### TASK REQUIREMENTS
Output the lines of the entries below without any change, starting with the line that contains "In this exercise you will mark every instance of the leafy" and going on through the line that contains "Target: leafy tree".

### Pointing and labeling entries

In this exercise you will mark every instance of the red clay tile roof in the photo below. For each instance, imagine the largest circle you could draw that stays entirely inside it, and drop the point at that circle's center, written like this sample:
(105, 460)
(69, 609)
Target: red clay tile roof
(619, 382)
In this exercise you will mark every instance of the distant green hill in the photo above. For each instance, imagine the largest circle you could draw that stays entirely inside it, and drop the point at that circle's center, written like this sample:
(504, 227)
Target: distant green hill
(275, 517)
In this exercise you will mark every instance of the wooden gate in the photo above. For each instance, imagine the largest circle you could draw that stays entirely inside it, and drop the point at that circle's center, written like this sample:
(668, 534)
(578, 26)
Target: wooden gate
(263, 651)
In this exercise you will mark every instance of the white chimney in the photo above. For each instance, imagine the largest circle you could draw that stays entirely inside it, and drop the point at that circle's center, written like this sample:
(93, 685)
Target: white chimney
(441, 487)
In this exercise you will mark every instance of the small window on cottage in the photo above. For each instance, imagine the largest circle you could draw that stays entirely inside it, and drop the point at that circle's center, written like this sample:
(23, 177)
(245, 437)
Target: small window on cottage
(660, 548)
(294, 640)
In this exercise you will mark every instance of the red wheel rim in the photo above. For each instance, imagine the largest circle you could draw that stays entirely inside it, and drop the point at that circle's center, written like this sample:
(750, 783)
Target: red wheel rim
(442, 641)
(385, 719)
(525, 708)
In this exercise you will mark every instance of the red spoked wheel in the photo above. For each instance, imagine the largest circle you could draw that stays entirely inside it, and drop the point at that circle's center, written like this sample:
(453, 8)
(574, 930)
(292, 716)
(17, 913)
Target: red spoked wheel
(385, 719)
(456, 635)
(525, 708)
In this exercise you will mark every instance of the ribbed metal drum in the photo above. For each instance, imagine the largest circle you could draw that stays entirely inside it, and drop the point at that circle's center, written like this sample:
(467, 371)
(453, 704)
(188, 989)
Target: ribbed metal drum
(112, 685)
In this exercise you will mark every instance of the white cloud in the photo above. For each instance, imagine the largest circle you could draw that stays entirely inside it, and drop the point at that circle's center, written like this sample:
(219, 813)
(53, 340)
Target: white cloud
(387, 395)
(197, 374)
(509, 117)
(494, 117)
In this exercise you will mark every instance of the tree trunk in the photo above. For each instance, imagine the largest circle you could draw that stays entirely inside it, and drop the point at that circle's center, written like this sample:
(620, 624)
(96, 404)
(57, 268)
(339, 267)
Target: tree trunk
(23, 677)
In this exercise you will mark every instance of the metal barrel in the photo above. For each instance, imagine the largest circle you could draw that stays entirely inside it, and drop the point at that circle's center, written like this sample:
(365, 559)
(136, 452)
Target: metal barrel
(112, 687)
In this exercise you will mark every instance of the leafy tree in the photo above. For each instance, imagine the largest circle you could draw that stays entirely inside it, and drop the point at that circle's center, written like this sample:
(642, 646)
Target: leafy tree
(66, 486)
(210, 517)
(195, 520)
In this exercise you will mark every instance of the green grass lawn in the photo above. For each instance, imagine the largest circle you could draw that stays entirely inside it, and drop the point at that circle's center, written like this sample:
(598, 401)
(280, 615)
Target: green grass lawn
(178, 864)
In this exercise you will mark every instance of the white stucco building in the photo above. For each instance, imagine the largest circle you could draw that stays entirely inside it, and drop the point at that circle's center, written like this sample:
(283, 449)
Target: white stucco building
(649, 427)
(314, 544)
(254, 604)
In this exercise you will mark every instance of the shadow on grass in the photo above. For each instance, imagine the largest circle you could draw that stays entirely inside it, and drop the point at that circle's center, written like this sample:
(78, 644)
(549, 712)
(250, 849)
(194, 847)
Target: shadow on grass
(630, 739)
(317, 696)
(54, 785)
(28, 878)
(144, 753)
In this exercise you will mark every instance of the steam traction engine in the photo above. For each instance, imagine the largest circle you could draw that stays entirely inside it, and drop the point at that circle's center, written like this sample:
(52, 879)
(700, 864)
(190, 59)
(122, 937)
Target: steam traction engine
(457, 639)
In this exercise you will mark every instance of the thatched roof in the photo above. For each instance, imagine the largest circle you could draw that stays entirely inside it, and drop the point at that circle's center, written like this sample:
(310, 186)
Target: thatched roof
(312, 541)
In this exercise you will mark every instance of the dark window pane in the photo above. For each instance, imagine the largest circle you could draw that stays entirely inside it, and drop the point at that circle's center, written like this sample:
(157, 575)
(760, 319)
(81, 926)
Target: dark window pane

### FULL SOLUTION
In this exercise you will mark every instance of the leafy tree in the photo above. For each instance, imagine the largest circle you could draw that stays entirely inside it, and drop the point at that circle's center, written like this sample:
(642, 646)
Target: leafy tree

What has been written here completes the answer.